▸ Text section:
Published: 11 April 2021
Authors: Sofia Molina, MD Gabriela Martinez-Zayas, MD Paula V. Sainz, MS Cheuk H. Leung, MS Liang Li, PhD Horiana B. Grosu, MD, MPH Roberto Adachi, MD David E. Ost, MD, MPH
Source: This abstract has been sourced from NZ Respiratory Research Review Issue 193
Evidence-based guidelines recommend management strategies for malignant pleural effusions (MPEs) based on life expectancy. Existent risk-prediction rules do not provide precise individualized survival estimates.
Can a newly developed continuous risk-prediction survival model for patients with MPE and known metastatic disease provide precise survival estimates?
Single-center retrospective cohort study of patients with proven malignancy, pleural effusion, and known metastatic disease undergoing thoracentesis from 2014 through 2017. The outcome was time from thoracentesis to death. Risk factors were identified using Cox proportional hazards models. Effect-measure modification (EMM) was tested using the Mantel-Cox test and was addressed by using disease-specific models (DSMs) or interaction terms. Three DSMs and a combined model using interactions were generated. Discrimination was evaluated using Harrell’s C-statistic. Calibration was assessed by observed-minus-predicted probability graphs at specific time points. Models were validated using patients treated from 2010 through 2013. Using LENT (pleural fluid lactate dehydrogenase, Eastern Cooperative Oncology Group performance score, neutrophil-to-lymphocyte ratio and tumor type) variables, we generated both discrete (LENT-D) and continuous (LENT-C) models, assessing discrete vs continuous predictors’ performances.
The development and validation cohort included 562 and 727 patients, respectively. The Mantel-Cox test demonstrated interactions between cancer type and neutrophil to lymphocyte ratio (P < .0001), pleural fluid lactate dehydrogenase (P = .029), and bilateral effusion (P = .002). DSMs for lung, breast, and hematologic malignancies showed C-statistics of 0.72, 0.72, and 0.62, respectively; the combined model’s C-statistics was 0.67. LENT-D (C-statistic, 0.60) and LENT-C (C-statistic, 0.65) models underperformed.
EMM is present between cancer type and other predictors; thus, DSMs outperformed the models that failed to account for this. Discrete risk-prediction models lacked enough precision to be useful for individual-level predictions.

▸ Directions:
1. In the abstract on survival prediction for malignant pleural effusions, how many patients were in the development cohort and how many in the validation cohort?
2. Rewrite the paragraph of the abstract on survival prediction for malignant pleural effusions that begins "The development and validation cohort included" as a short bulleted list that keeps its main facts.

▸ Available data:
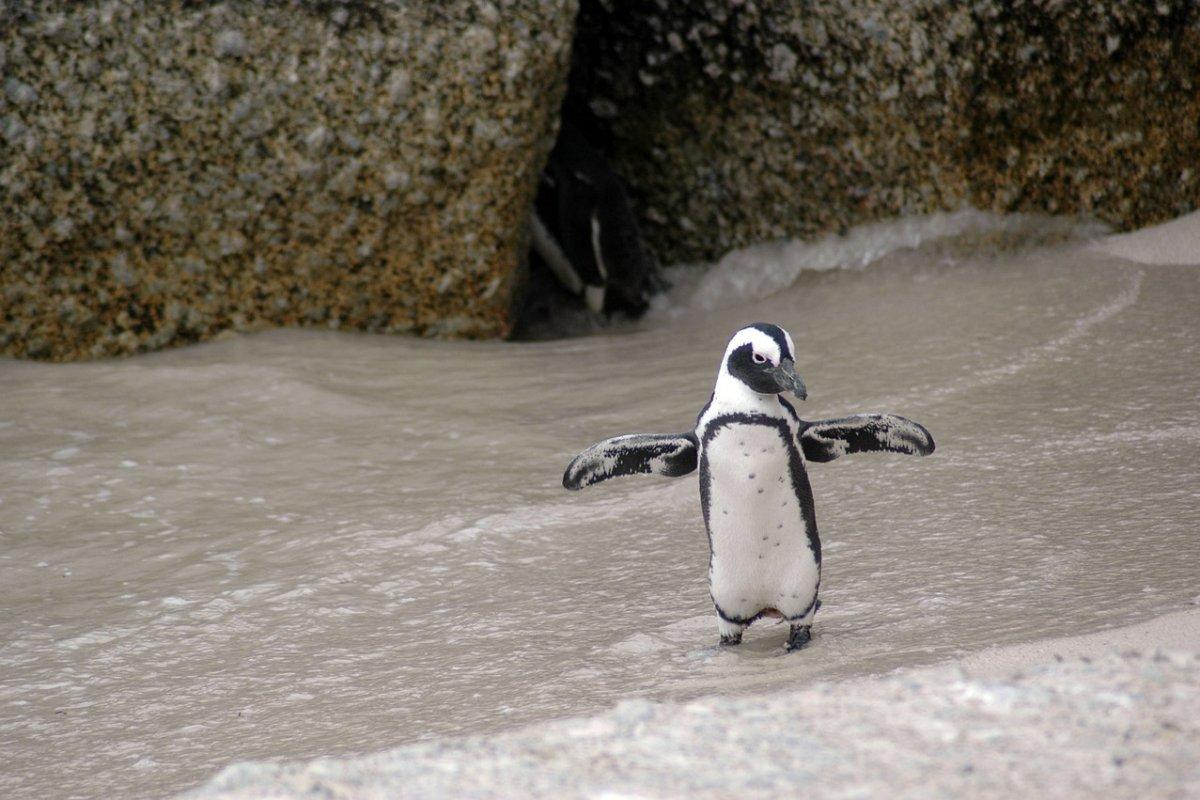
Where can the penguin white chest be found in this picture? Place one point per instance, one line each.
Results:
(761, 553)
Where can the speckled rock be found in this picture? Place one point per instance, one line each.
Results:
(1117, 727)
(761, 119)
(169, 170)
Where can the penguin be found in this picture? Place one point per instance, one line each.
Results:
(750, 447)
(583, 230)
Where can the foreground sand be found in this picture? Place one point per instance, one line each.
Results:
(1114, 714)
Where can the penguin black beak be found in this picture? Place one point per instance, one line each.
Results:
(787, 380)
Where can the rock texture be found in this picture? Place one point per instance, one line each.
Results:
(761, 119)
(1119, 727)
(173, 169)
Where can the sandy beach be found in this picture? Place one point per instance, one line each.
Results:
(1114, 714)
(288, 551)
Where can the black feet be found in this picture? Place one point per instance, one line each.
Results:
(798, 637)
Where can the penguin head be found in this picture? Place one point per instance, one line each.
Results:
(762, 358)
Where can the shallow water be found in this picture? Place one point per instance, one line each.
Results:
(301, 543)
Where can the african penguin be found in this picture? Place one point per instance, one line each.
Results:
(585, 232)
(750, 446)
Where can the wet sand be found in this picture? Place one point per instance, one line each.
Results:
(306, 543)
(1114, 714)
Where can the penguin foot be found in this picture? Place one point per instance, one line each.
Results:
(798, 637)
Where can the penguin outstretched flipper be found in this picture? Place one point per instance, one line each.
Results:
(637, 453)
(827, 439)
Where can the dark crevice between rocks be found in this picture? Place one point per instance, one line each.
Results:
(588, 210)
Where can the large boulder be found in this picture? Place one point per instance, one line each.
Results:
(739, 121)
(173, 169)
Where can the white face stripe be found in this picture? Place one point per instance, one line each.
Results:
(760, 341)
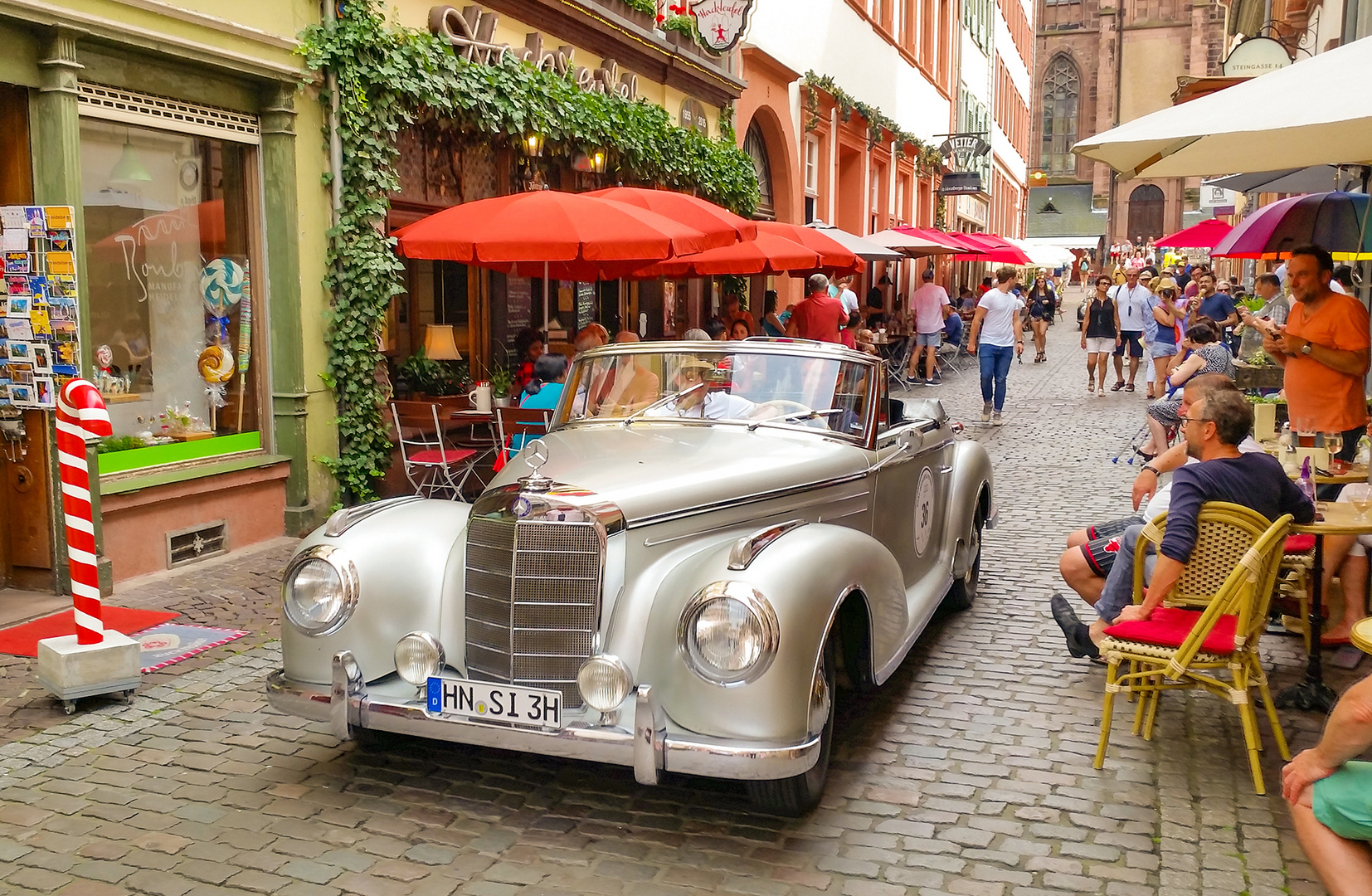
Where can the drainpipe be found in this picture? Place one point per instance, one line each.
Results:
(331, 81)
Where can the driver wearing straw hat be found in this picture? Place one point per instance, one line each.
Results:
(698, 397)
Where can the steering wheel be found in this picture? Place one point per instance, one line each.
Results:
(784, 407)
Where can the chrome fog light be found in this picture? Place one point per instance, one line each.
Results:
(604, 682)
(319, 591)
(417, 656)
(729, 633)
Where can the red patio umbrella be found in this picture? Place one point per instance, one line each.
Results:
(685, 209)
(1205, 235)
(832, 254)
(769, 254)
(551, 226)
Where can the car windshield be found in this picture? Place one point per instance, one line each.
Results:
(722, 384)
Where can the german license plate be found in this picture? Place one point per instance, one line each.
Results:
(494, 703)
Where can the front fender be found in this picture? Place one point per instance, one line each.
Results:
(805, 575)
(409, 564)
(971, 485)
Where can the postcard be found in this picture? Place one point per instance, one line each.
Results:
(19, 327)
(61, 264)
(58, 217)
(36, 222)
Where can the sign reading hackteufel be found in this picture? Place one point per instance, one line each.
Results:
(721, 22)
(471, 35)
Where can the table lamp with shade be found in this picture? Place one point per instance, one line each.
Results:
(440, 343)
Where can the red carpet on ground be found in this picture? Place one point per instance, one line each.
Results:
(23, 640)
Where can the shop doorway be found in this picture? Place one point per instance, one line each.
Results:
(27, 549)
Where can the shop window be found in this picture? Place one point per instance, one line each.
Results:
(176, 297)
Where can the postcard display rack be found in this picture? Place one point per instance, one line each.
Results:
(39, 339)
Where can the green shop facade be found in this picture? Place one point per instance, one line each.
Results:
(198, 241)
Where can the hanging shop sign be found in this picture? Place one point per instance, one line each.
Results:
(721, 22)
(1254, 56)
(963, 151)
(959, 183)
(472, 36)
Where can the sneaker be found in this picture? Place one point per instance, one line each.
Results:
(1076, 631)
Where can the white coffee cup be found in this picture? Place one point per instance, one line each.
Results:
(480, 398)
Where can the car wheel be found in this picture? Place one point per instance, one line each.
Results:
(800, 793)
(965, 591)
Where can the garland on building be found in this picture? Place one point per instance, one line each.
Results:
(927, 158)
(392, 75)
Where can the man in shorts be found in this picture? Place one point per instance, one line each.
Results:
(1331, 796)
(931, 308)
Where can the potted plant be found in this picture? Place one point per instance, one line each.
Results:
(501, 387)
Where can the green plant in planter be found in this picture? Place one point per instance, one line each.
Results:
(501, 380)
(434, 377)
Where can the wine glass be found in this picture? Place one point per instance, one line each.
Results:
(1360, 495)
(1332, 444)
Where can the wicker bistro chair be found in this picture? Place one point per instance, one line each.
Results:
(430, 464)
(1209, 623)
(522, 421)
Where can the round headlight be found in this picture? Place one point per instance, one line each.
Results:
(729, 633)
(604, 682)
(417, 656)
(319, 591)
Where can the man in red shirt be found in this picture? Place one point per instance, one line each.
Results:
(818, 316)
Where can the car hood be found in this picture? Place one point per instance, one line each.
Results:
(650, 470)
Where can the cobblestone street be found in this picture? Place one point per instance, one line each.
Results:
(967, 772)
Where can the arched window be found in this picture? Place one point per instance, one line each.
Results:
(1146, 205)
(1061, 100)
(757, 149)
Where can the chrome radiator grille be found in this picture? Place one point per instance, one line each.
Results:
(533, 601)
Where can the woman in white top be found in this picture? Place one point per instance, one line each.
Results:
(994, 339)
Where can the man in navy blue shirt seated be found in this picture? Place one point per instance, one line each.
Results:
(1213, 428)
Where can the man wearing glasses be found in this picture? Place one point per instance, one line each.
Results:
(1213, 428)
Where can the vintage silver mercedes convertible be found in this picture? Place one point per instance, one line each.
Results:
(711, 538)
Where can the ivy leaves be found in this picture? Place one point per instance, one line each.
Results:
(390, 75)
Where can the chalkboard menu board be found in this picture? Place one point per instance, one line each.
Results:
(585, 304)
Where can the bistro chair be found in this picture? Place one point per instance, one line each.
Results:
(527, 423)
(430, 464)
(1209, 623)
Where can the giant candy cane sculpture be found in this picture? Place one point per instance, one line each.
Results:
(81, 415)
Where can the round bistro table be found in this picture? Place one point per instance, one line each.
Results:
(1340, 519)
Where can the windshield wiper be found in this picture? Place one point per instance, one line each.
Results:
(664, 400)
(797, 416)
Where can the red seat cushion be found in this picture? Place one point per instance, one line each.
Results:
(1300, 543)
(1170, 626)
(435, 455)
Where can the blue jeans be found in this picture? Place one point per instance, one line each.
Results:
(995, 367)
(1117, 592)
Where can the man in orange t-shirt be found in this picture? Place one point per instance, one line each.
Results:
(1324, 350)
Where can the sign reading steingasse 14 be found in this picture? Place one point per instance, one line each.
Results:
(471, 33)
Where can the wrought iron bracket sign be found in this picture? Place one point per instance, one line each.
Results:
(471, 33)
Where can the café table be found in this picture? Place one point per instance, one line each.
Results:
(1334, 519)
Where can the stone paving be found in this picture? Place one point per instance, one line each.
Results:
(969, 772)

▸ Answers for the tasks:
1. The development cohort had 562 patients and the validation cohort had 727.

2.
- Cohorts: 562 patients for development and 727 for validation.
- The Mantel-Cox test showed interactions between cancer type and neutrophil-to-lymphocyte ratio (P < .0001), pleural fluid lactate dehydrogenase (P = .029) and bilateral effusion (P = .002).
- C-statistics for the disease-specific models were 0.72 for lung, 0.72 for breast and 0.62 for hematologic malignancies. The combined model's C-statistic was 0.67.
- The LENT-D (0.60) and LENT-C (0.65) models underperformed.